▸ What is needed:
Since pictures do not belong in the copy, please repeat every record below exactly without them.

▸ Material for this exercise:
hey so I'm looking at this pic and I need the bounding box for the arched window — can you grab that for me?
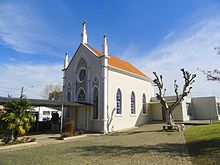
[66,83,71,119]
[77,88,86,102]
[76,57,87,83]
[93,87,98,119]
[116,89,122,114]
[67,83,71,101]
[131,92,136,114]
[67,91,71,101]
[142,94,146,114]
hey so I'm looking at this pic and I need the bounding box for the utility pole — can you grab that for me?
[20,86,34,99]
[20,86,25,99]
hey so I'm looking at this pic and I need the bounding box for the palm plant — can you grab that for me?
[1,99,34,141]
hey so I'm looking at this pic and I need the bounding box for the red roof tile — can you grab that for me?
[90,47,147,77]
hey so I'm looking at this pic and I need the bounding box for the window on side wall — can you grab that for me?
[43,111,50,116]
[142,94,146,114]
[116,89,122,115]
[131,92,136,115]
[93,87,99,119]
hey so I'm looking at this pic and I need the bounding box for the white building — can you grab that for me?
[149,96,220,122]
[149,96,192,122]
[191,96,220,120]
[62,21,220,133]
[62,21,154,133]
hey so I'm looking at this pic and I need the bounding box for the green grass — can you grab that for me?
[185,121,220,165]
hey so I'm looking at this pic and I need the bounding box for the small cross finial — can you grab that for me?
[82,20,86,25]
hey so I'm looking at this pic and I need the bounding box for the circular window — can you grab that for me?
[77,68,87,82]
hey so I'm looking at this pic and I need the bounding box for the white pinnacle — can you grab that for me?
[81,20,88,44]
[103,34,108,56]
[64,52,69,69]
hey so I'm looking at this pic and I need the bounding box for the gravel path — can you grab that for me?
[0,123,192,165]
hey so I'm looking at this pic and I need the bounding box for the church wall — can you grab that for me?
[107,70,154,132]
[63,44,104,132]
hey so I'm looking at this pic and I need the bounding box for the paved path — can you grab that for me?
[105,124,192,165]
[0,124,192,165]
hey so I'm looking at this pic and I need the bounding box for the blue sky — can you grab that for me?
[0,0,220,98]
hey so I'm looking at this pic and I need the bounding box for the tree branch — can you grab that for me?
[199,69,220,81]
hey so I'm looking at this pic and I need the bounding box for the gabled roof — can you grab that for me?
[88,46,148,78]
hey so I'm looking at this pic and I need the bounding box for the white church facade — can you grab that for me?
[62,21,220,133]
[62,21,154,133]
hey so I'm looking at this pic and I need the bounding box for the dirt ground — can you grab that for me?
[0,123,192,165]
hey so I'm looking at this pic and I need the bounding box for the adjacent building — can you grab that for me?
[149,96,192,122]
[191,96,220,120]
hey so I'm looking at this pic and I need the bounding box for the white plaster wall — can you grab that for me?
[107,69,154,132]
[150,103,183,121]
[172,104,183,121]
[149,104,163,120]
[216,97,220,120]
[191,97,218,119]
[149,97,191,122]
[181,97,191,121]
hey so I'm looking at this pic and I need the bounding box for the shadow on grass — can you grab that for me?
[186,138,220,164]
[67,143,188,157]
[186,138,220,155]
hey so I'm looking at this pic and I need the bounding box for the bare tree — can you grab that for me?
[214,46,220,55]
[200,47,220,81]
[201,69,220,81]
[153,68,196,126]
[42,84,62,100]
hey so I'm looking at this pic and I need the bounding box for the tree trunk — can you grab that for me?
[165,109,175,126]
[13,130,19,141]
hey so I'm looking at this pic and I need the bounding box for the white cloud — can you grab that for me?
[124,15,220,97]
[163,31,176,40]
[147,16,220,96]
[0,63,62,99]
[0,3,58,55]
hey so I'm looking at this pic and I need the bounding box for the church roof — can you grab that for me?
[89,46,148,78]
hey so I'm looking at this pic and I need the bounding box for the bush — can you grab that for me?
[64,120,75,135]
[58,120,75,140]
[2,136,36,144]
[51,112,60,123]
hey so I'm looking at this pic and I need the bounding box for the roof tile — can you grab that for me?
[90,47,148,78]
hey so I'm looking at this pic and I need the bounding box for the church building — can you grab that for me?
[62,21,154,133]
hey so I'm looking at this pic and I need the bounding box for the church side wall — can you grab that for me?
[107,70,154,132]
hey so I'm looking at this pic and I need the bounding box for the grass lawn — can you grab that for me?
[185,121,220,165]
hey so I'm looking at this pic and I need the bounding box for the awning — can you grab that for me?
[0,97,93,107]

▸ Exercise answer:
hey so I'm looking at this pic and I need the bounding box for the arched window — can you grab that for me?
[66,83,71,119]
[77,88,86,102]
[76,57,87,83]
[93,87,98,119]
[116,89,122,114]
[67,83,71,101]
[131,92,136,114]
[67,91,71,101]
[142,94,146,114]
hey so I'm looking at this pic and I need the bounding box for the utility pole — can you grab that for me?
[20,86,34,99]
[20,86,25,99]
hey so I'm looking at this pic and I need the bounding box for the palm plant — can you grab that for me?
[1,99,34,141]
hey so I'm looking at this pic and I need the bounding box for the red roof tile — can you grab that for me?
[90,47,147,77]
hey so I'm looking at this pic and I need the bounding box for the window on side wall — can you grab that for me?
[43,111,50,116]
[142,94,146,114]
[116,89,122,115]
[131,92,136,115]
[93,87,99,119]
hey so I'm looking at this pic and I need the bounding box for the white building — can you grab that for me?
[149,96,220,122]
[149,96,192,122]
[191,96,220,120]
[62,21,220,133]
[62,21,154,133]
hey so I'm looking at this pic and I need the bounding box for the green grass — can you grab that for me?
[185,121,220,165]
hey so I'm looking at this pic and I need the bounding box for the small cross finial — can you grab that for me?
[82,20,86,25]
hey so I'm looking at this pic and I need the bounding box for the circular window — can you grab that for me?
[77,68,87,82]
hey so I'm looking at this pic and I need the bounding box for the white pinnacle — can you grab that for me?
[81,20,88,44]
[103,34,108,56]
[64,52,69,69]
hey so I'm looking at this pic and I need the bounding box for the gravel path — can you grab that for me?
[0,123,192,165]
hey so I'm looking at this pic and I need the bounding box for the church wall — can you grab that for me?
[107,70,154,132]
[63,44,104,132]
hey so I'm looking at this pic and I need the bounding box for the paved path — can you grab that for me?
[105,124,192,165]
[0,124,192,165]
hey so I'm looking at this pic and I need the bounding box for the blue sky — can you grab that for me?
[0,0,220,98]
hey so I'm looking at this pic and I need the bounding box for the tree branch — can you grab that for me?
[199,69,220,81]
hey so I'm looking at this pic and I need the bounding box for the gabled roof — can you grab that for me?
[88,46,148,78]
hey so I'm looking at this pic and I need the bounding box for the white church facade — can you grab that for me?
[62,21,220,133]
[62,21,154,133]
hey so I'm looking at this pic and I need the bounding box for the dirt ground — can you grab that for me?
[0,123,192,165]
hey so I'm looking at this pic and I need the bounding box for the adjacent building — can you grab that for me?
[149,96,192,122]
[191,96,220,120]
hey so I'm looking at this pic and I need the bounding box for the white plaster wall — can you grab that for me?
[107,69,154,132]
[150,103,183,121]
[172,104,183,121]
[149,104,163,120]
[216,97,220,120]
[191,97,218,119]
[149,97,191,122]
[181,97,191,121]
hey so I'm looking at this pic and I need the bounding box for the shadow on grass — can you grab that for me?
[186,138,220,164]
[67,143,188,157]
[186,138,220,155]
hey so I'm looking at this pic and I need the bounding box for the bare tree — can you grab that for me?
[214,46,220,55]
[200,47,220,81]
[201,69,220,81]
[153,68,196,126]
[42,84,62,100]
hey so I'm looking at this pic and I need the bounding box for the tree trunk — can you grab that for me?
[165,109,175,126]
[13,130,19,141]
hey so I'm looking at this pic and I need the bounding box for the white cloud — can you grab that for me?
[124,15,220,97]
[163,31,176,40]
[147,16,220,96]
[0,63,62,99]
[0,3,58,55]
hey so I'm looking at this pic and I need the bounding box for the church roof — can you grab that for me?
[89,46,148,78]
hey so I'm looking at this pic and I need the bounding box for the bush — can you grab that for me?
[64,120,75,135]
[58,120,75,140]
[2,136,36,144]
[51,112,60,123]
hey so I'm looking at this pic and I need the bounding box for the roof tile — can you grab that for me?
[90,47,148,78]
hey so I'm looking at this pic and I need the bounding box for the church building — can you grab that for me?
[62,21,154,133]
hey so I'm looking at this pic and I need the bounding box for the church side wall — can you grab that for me?
[107,70,154,132]
hey so I'm looking at this pic and I need the bounding box for the grass lawn — can you grab that for me?
[185,121,220,165]
hey so I'm looking at this pic and I need the bounding box for the awning — can you grab that for me?
[0,97,93,107]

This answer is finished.